*Document extract:*
Case Reference: NV/2023/0007/GGE
Environment
Decided without a hearing
Before
JUDGE NEVILLE
Between
AGCO LIMITED
Appellant
and
ENVIRONMENT AGENCY
Respondent
Decision:
(i) The appeal is allowed
(ii) The Tribunal substitutes a penalty notice in the sum of £60,000
REASONS
AGCO Limited appeals against a civil penalty notice in the sum of £95,025, served on it by the Environment Agency on 17 February 2023.
The F Gas Regulation
EU Regulation 517/2014 aims to control emissions of fluorinated greenhouse gases (“F-gases”), including hydrofluorocarbons (“HFCs”), by (among other measures) imposing a stepped reduction of the total that can be placed on the market in the European Union. F-gases are a major contributor to climate change and, weight for weight, some have a global warming effect many thousands of times higher than carbon dioxide. Following the United Kingdom’s departure from the European Union, the EU Regulation was retained in domestic law. It is now the GB F-gas Regulation, and regulates F-gases placed on the market in Great Britain. There is furthermore a separate GB F-gas registry and quota system. This has had consequences for British businesses engaged in the sale of F-gases and goods containing them. Previously, a business in the UK buying F-gases from another EU member state (termed a ‘downstream operator’) would have faced no obligations under the EU Regulation. Now, they are treated as importers and must comply with the GB Regulation’s requirements accordingly.
As to how different products are treated, from 1 January 2015, the EU Regulation prohibited the bulk importation or production of HFCs by an organisation unless it held sufficient quota. From 1 January 2017, pursuant to Article 14(1), organisations were prohibited from placing refrigeration, air conditioning and heat pump equipment pre-charged with HFCs on the market unless a sufficient number of quota authorisations had been obtained. It is important to emphasise the difference between quota and quota authorisations. Quota cannot be used directly for pre-charged equipment; the importer must instead obtain sufficient quota authorisations from a quota holder. These features are preserved in the GB Regulation.
If the prohibition at Article 14(1) is breached, Regulation 31A of the Fluorinated Greenhouse Gases Regulations 2015 provides that an enforcing authority (here, the Environment Agency) may impose a civil penalty, and Paragraph 1(4) of Schedule 4 sets the maximum civil penalty at £200,000. It is that provision under which the present penalty notice was served.

*Given data:*
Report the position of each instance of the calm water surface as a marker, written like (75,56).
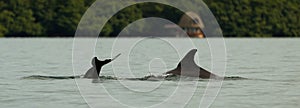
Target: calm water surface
(272,66)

*What needs to be done:*
In the tribunal decision above, what amount does the Tribunal substitute for the Environment Agency's penalty notice?

*Task output:*
£60,000